**Material for the task**
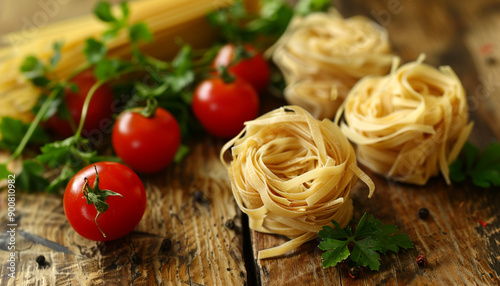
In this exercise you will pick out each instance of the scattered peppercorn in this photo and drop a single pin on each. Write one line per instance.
(423, 213)
(355, 271)
(42, 263)
(229, 224)
(136, 259)
(165, 247)
(421, 260)
(491, 61)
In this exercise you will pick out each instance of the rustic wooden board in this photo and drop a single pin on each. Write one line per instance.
(459, 249)
(190, 234)
(194, 234)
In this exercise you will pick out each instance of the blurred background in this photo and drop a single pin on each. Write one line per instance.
(19, 15)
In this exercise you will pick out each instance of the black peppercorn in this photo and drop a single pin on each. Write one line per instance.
(41, 261)
(421, 260)
(423, 213)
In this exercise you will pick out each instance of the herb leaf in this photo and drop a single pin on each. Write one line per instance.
(370, 239)
(483, 169)
(94, 50)
(305, 7)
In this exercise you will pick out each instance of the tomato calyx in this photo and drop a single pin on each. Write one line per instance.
(150, 109)
(225, 75)
(97, 197)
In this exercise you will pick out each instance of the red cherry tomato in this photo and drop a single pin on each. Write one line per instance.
(147, 145)
(222, 108)
(99, 111)
(254, 70)
(124, 212)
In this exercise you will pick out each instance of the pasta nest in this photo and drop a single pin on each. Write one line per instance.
(327, 49)
(292, 174)
(409, 125)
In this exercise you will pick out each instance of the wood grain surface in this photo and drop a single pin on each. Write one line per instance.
(194, 234)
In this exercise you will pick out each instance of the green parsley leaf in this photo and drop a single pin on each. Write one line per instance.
(61, 180)
(56, 154)
(13, 131)
(483, 169)
(94, 50)
(56, 56)
(140, 32)
(4, 172)
(370, 239)
(305, 7)
(103, 11)
(125, 10)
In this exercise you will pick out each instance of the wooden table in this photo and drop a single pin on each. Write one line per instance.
(193, 233)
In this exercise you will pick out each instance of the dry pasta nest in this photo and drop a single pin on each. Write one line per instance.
(292, 174)
(409, 125)
(324, 50)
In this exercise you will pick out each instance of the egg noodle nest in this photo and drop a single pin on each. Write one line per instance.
(292, 174)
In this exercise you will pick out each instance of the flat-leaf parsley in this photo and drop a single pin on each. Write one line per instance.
(369, 239)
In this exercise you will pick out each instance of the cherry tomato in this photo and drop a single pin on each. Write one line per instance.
(222, 107)
(124, 212)
(147, 145)
(99, 111)
(254, 69)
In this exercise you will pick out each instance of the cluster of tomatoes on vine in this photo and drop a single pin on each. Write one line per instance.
(147, 139)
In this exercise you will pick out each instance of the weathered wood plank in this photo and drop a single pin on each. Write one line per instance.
(460, 251)
(190, 234)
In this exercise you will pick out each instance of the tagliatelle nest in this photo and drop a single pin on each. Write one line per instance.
(292, 174)
(324, 48)
(409, 125)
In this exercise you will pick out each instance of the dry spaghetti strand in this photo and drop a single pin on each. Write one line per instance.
(409, 125)
(292, 174)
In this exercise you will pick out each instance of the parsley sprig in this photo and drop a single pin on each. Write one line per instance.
(150, 83)
(482, 169)
(369, 239)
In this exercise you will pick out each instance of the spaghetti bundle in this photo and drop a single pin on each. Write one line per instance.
(326, 49)
(292, 174)
(409, 125)
(168, 20)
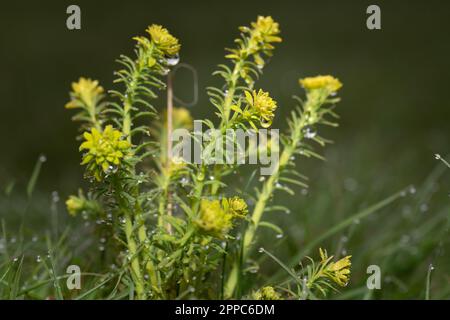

**Work to do**
Rewrite all of the data above, swapping each "drop a single pin" for "place one marker" and changing nothing else. Leave the pictures out of your answer.

**Reply**
In this exercise you will pick out each instance of the scattered peppercorn in this photo and place one marker on each. Write one line per instance.
(423, 213)
(355, 271)
(42, 263)
(229, 224)
(136, 259)
(165, 247)
(421, 260)
(491, 61)
In this exercise you will pick out each instance of the rustic wooden board in this photo and place one marker on each. Write one line per instance.
(459, 249)
(190, 234)
(194, 234)
In this exercise you will pick out each instance of the blurred background in this photo and place one marker on each. Write one line per instance.
(19, 15)
In this exercise you will pick out each instance of the black peppercorn in this photo and place one marker on each. Write one line per instance.
(41, 261)
(421, 260)
(423, 213)
In this exercise you will pick out each instance of the herb leaf in this photo and place one marker on each. Write one line per instance.
(370, 239)
(483, 169)
(94, 50)
(305, 7)
In this exercise you will pick out each instance of the tomato calyx in this photo and place one marker on each. Write one line per instance.
(150, 109)
(225, 75)
(97, 197)
In this exercise you will pick out each instance of the red cherry tomato in this photo and place one marker on each. Write one line per instance.
(147, 145)
(222, 108)
(99, 111)
(254, 70)
(124, 212)
In this exercise you will pick out each instance of the pasta nest in this photo and place one marker on each. Write one line per instance.
(327, 49)
(292, 174)
(409, 125)
In this exercise you will pick out each instance of the wood grain surface in this photo and place one marker on each. Write one line per instance.
(194, 234)
In this exercise you will pick out each instance of the green parsley leaf in this photo and place one marker on each. Write one line per instance.
(61, 180)
(56, 154)
(13, 131)
(483, 169)
(94, 50)
(56, 56)
(140, 32)
(4, 172)
(370, 239)
(305, 7)
(103, 11)
(125, 10)
In this exercise you will pick out each instance of the wooden table in this photo and place one marker on each. Write one line per instance.
(193, 233)
In this exercise you will pick out each instance of the dry pasta nest in this photo and place one marker on each. Write one line per instance.
(292, 174)
(409, 125)
(324, 50)
In this exercise you will pick out each instance of the egg noodle nest in this photo and place one marker on each. Write one line per instance.
(292, 174)
In this exercise you will pick out each instance of the flat-leaf parsley in this photo and place one marker on each. Write one line per instance.
(369, 239)
In this exercise you will pick out each instance of the cherry tomato in this photo and place one marker on each. Write one line per instance.
(222, 107)
(124, 212)
(147, 145)
(99, 111)
(254, 69)
In this exercise you will pick out each instance of the cluster of tomatoes on vine in this photo and place one marker on each. Write one line per instance.
(147, 139)
In this exercise you will pick out each instance of the weathered wood plank in this photo and place one marker on each. Write one line per instance.
(460, 251)
(190, 234)
In this exercise you will pick out each instance of the tagliatelle nest in this photo and place one marker on each. Write one line per instance.
(292, 174)
(324, 48)
(409, 125)
In this exercise you will pick out each instance of the dry spaghetti strand in this photo and place one marker on each. Write one line per instance.
(409, 125)
(292, 174)
In this exercise you will pick out each instance of the parsley sprig in this photo and place one marker on each. Write one line per instance.
(150, 83)
(482, 169)
(369, 239)
In this exercise you will pick out each instance of the spaghetti bundle in this photo and place one marker on each. Write one line per instance.
(326, 49)
(292, 174)
(409, 125)
(168, 20)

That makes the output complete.